◆ **INSTRUCTIONS**
1. In the Uber driver guide, what share of all ride requests does the guide say will be less than four city blocks from the driver's location?
2. Go on with the Uber driver guide, starting after its last sentence.

◆ **TEXT TO READ**
═══
Now fire up that app and get ready to ride!

*MANAGING THE UBER APP*

The Uber application is really a technological miracle and so simple to use.
Turn your app on, accept the terms, wait a few moments, and the app will find the passenger closest to you. When your screen flashes, press the accept button, and get ready to meet your new friend. Press the handy navigation tool, and away you go. Easy, step by step, turn by turn directions will guide you to your passenger. Simply drive to the pin, and your passenger will be waiting for you. Don't worry about having too drive far to find your passenger; research has proven that 87.4 % of all ride requests will be less than four city blocks from your location.

*INTERACTING WITH YOUR PASSENGERS:*

Before you drive, you will want to prepare yourself for various conversations. Keeping your passengers engaged and entertained is very important. Read the news, brush up on bible verses, and do your homework on pop culture and current events.

>> When you pick up your passenger(s), immediately exit the car and greet them with a warm smile and a hearty handshake. (A sincere hug is also acceptable.) Open the door for them as you introduce yourself with the following phrase, "Hello, my name is____." (Insert your first and last name here.) "I'll be your Uber driver today." Help them in the car, and offer them a refreshing beverage and something to read.
═══
◆ **SOURCE EXCERPT**
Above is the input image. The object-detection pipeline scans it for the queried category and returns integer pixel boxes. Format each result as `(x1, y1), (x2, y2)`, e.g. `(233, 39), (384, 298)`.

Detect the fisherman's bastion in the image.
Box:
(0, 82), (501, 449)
═══
◆ **ANSWERS TO EACH TASK**
1. 87.4%

2.
>> Eye contact is very important. Adjust your rear view mirror so you can always have eye contact with the passenger(s) in the back.

>> People love to debate. Suggested topics include: religion, abortion, politics, Sean Hannity, gay marriage, legalized drug use, immigration and stem cell research. Whatever stance your passenger takes, adamantly take the other point of view. Your passenger will enjoy the healthy debate and always rate you a five as a result. After mastering your debate skills, try out these spirited topics: Holocaust ... real or fake? 911 conspiracy theories, alien abduction, racial supremacy, rape...who's really to blame? and whale hunting for sport.

>> When dropping off your passenger, stop immediately wherever you happen to be. Turn on your flashers and have them exit your car as quickly as possible after assuring you have been rated a five. Drive away as quickly as possible. Other drivers on the road will always yield to an Uber driver as they understand that you are a professional and they are not.

>> A good place to wait for your next ride is a taxi stand. Taxi drivers respect Uber drivers and strive to become one. Find a taxi stand, pull in the front, exit your car and introduce yourself to every taxi driver behind you. They will cling to your every word in awe and amazement, as you share with them your fascinating Uber stories. Since you both share the exciting profession of driving passengers, you will all instantly become friends. The brotherhood between Uber drivers and cabbies is truly amazing. It's also a good idea to hand out Uber cards with your driver code on them to these cab drivers. You'll be amazed at the amount of money you will make with these taxi cab referrals as they hand them out to all their passengers. It won't be long until you get your next ride request and off you'll go. Often cab drivers whom you've handed cards out to, will suggest to their passengers that they ride with you instead, so always remember to park in the front of taxi stands.

End Part 1
Check out Part 2

CLICK HERE FOR PART TWO:

http://www.uberpeople.net/threads/helpful-tips-for-all-the-new-drivers-part-2.30102/


----------



## Realityshark (Sep 22, 2014)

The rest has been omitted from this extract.